Start of MATERIAL FOR THE TASK

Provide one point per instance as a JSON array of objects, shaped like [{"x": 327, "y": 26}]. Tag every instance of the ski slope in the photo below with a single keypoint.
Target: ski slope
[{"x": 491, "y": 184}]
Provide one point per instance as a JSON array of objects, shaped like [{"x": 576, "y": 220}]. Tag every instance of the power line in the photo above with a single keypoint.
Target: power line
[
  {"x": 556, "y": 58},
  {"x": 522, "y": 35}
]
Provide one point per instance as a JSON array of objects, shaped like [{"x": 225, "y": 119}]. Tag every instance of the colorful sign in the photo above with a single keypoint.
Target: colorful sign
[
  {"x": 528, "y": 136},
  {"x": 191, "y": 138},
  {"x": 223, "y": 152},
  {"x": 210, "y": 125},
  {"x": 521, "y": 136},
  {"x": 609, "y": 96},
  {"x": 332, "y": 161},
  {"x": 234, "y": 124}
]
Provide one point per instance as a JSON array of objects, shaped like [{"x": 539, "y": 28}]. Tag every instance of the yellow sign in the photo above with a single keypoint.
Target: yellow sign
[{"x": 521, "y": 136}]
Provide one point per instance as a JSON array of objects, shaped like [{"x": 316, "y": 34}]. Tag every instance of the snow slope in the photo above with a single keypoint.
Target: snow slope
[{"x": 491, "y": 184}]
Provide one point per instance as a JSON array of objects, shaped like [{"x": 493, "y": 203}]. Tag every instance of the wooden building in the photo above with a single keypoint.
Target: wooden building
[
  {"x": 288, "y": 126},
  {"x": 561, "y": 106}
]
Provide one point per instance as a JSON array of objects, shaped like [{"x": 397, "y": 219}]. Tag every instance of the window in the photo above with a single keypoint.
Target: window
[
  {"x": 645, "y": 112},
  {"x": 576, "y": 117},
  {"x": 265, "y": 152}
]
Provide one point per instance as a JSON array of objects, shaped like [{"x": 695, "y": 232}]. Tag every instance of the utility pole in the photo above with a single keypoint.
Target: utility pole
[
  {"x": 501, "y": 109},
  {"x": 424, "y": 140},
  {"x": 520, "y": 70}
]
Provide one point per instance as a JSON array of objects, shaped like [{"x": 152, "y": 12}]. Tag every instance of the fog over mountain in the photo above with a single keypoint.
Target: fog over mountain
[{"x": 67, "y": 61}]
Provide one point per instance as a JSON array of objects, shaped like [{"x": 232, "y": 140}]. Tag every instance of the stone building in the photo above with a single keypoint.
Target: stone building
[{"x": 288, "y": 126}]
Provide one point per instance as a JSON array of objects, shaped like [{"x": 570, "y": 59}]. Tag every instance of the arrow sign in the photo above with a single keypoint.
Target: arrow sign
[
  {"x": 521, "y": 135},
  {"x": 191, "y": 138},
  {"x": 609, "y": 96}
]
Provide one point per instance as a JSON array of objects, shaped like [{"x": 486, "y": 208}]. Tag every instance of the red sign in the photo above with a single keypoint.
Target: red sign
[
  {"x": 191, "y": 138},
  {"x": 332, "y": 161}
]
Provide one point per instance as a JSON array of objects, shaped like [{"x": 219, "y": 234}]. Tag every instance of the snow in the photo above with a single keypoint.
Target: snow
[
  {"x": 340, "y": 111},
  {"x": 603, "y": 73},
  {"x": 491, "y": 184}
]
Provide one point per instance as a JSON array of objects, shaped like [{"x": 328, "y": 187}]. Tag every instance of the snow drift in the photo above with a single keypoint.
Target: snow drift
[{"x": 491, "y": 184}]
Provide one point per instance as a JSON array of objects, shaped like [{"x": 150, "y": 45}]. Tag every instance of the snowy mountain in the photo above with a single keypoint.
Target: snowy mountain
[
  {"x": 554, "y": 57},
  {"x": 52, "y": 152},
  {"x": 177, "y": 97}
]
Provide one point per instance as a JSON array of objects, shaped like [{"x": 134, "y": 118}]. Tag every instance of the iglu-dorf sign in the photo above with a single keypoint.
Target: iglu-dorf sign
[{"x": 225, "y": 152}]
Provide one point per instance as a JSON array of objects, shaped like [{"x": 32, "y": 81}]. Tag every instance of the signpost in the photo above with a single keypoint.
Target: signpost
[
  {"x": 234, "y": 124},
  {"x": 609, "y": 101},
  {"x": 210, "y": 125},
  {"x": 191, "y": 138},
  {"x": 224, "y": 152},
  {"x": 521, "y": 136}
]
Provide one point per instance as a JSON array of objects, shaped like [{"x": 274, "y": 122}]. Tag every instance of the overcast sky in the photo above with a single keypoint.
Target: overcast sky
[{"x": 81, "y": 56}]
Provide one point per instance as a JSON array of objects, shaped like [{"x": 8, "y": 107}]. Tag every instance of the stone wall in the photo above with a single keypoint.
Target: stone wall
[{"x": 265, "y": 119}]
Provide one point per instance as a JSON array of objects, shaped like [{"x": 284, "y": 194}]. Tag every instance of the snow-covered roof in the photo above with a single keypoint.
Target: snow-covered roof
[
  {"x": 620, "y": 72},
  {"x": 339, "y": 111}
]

End of MATERIAL FOR THE TASK

◆ WHAT YOU ARE ASKED TO DO: Write out the full listing exactly as given.

◆ SOLUTION FOR THIS EXERCISE:
Provide one point per instance as a JSON array of objects, shaped like [{"x": 327, "y": 26}]. Tag every instance of the ski slope in the photo below with a single keypoint.
Target: ski slope
[{"x": 491, "y": 184}]
Provide one point per instance as a JSON array of objects, shaped like [{"x": 576, "y": 220}]. Tag every instance of the power line in the photo above with a single keypoint.
Target: power line
[
  {"x": 556, "y": 58},
  {"x": 522, "y": 35}
]
Provide one point per instance as a JSON array of objects, shaped like [{"x": 225, "y": 119}]. Tag every instance of the colorful sign in the photo above with a single keypoint.
Target: colorful sign
[
  {"x": 528, "y": 136},
  {"x": 191, "y": 138},
  {"x": 223, "y": 152},
  {"x": 210, "y": 125},
  {"x": 521, "y": 136},
  {"x": 609, "y": 96},
  {"x": 332, "y": 161},
  {"x": 234, "y": 124}
]
Provide one point per instance as a JSON array of objects, shaped like [{"x": 539, "y": 28}]. Tag every instance of the yellow sign in the photo above with a single keypoint.
Target: yellow sign
[{"x": 521, "y": 136}]
Provide one point per instance as a JSON array of objects, shaped like [{"x": 316, "y": 34}]. Tag every instance of the snow slope in the photo above with a single keypoint.
Target: snow slope
[{"x": 491, "y": 184}]
Provide one point per instance as a JSON array of objects, shaped like [{"x": 493, "y": 203}]. Tag every instance of the wooden building in the photo above with a single keypoint.
Target: wooden building
[
  {"x": 288, "y": 126},
  {"x": 561, "y": 106}
]
Provide one point per instance as a JSON array of objects, shaped like [{"x": 397, "y": 219}]. Tag every instance of the window in the photo above with a single keypoint.
Target: window
[
  {"x": 645, "y": 112},
  {"x": 576, "y": 117},
  {"x": 265, "y": 152}
]
Provide one point per instance as a JSON array of objects, shaped like [{"x": 695, "y": 232}]. Tag every instance of the utility pole in the photo above with a single keypoint.
Target: utility pole
[
  {"x": 501, "y": 109},
  {"x": 424, "y": 140},
  {"x": 520, "y": 70}
]
Provide one point per instance as a JSON array of objects, shaped like [{"x": 152, "y": 12}]. Tag every instance of the fog over mountain in the photo above with a single keypoint.
Target: fog over mountain
[{"x": 67, "y": 61}]
Provide one point per instance as a JSON array of objects, shaped like [{"x": 232, "y": 140}]. Tag every instance of the stone building in the photo above with a single keypoint.
Target: stone building
[{"x": 288, "y": 126}]
Provide one point per instance as a JSON array of objects, shaped like [{"x": 570, "y": 59}]. Tag every instance of the arrow sign in the photo above with a single keypoint.
Target: arrow sign
[
  {"x": 521, "y": 135},
  {"x": 191, "y": 138},
  {"x": 609, "y": 96}
]
Provide one point per instance as a JSON array of objects, shaped like [{"x": 486, "y": 208}]. Tag every instance of the red sign in the photo above with a single keypoint.
Target: red sign
[
  {"x": 191, "y": 138},
  {"x": 332, "y": 161}
]
Provide one point per instance as a JSON array of objects, shaped like [{"x": 219, "y": 234}]. Tag every instance of the snow in the photo above with a single keypoint.
Target: snow
[
  {"x": 340, "y": 111},
  {"x": 603, "y": 73},
  {"x": 491, "y": 184}
]
Provide one point per instance as a JSON array of objects, shaped like [{"x": 328, "y": 187}]. Tag every instance of the snow drift in the photo above with a single keypoint.
Target: snow drift
[{"x": 491, "y": 184}]
Provide one point per instance as a JSON array of objects, shaped like [{"x": 150, "y": 45}]. Tag every instance of the snowy mountain in the photo above with a single keypoint.
Target: snowy mountain
[
  {"x": 554, "y": 57},
  {"x": 52, "y": 152},
  {"x": 177, "y": 97}
]
Provide one point per instance as a JSON array of objects, shaped like [{"x": 134, "y": 118}]. Tag every instance of the iglu-dorf sign in the photo above with a single keypoint.
Target: iglu-dorf sign
[{"x": 225, "y": 152}]
Provide one point per instance as a JSON array of objects, shaped like [{"x": 32, "y": 81}]. Tag every instance of the signpost in the photo above with a single keypoint.
Target: signpost
[
  {"x": 234, "y": 124},
  {"x": 609, "y": 101},
  {"x": 210, "y": 125},
  {"x": 191, "y": 138},
  {"x": 224, "y": 152},
  {"x": 521, "y": 136}
]
Provide one point per instance as a JSON array of objects, shaped like [{"x": 274, "y": 122}]. Tag every instance of the overcast sky in the photo above with a single keypoint.
Target: overcast sky
[{"x": 81, "y": 56}]
Provide one point per instance as a JSON array of objects, shaped like [{"x": 8, "y": 107}]. Tag every instance of the stone wall in the photo above with a single keypoint.
Target: stone wall
[{"x": 265, "y": 119}]
Provide one point per instance as a JSON array of objects, shaped like [{"x": 284, "y": 194}]. Tag every instance of the snow-covered roof in the photo above with a single keypoint.
Target: snow-covered roof
[
  {"x": 620, "y": 72},
  {"x": 339, "y": 111}
]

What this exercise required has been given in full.